§ **Records for processing**
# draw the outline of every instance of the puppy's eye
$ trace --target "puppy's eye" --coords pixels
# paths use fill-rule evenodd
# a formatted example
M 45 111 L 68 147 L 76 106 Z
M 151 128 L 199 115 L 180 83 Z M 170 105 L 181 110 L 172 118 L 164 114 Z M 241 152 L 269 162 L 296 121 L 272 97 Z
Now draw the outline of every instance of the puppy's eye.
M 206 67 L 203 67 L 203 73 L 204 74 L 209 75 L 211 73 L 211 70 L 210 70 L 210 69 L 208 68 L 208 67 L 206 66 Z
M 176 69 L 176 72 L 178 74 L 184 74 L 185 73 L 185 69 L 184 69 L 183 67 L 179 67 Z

§ **Given task**
Write out every line of the entries above verbatim.

§ **Answer**
# draw the outline of every instance of the puppy's eye
$ trace --target "puppy's eye" --coords pixels
# paths use fill-rule evenodd
# a formatted example
M 45 111 L 68 147 L 76 106 Z
M 151 128 L 199 115 L 180 83 Z M 170 105 L 181 110 L 172 118 L 164 114 Z M 241 152 L 269 162 L 296 121 L 272 97 Z
Now draw the outline of every instance of the puppy's eye.
M 206 67 L 203 67 L 203 73 L 204 74 L 209 75 L 211 73 L 211 70 L 210 70 L 210 69 L 208 68 L 208 67 L 206 66 Z
M 176 69 L 176 72 L 178 74 L 184 74 L 185 73 L 185 69 L 184 69 L 183 67 L 179 67 Z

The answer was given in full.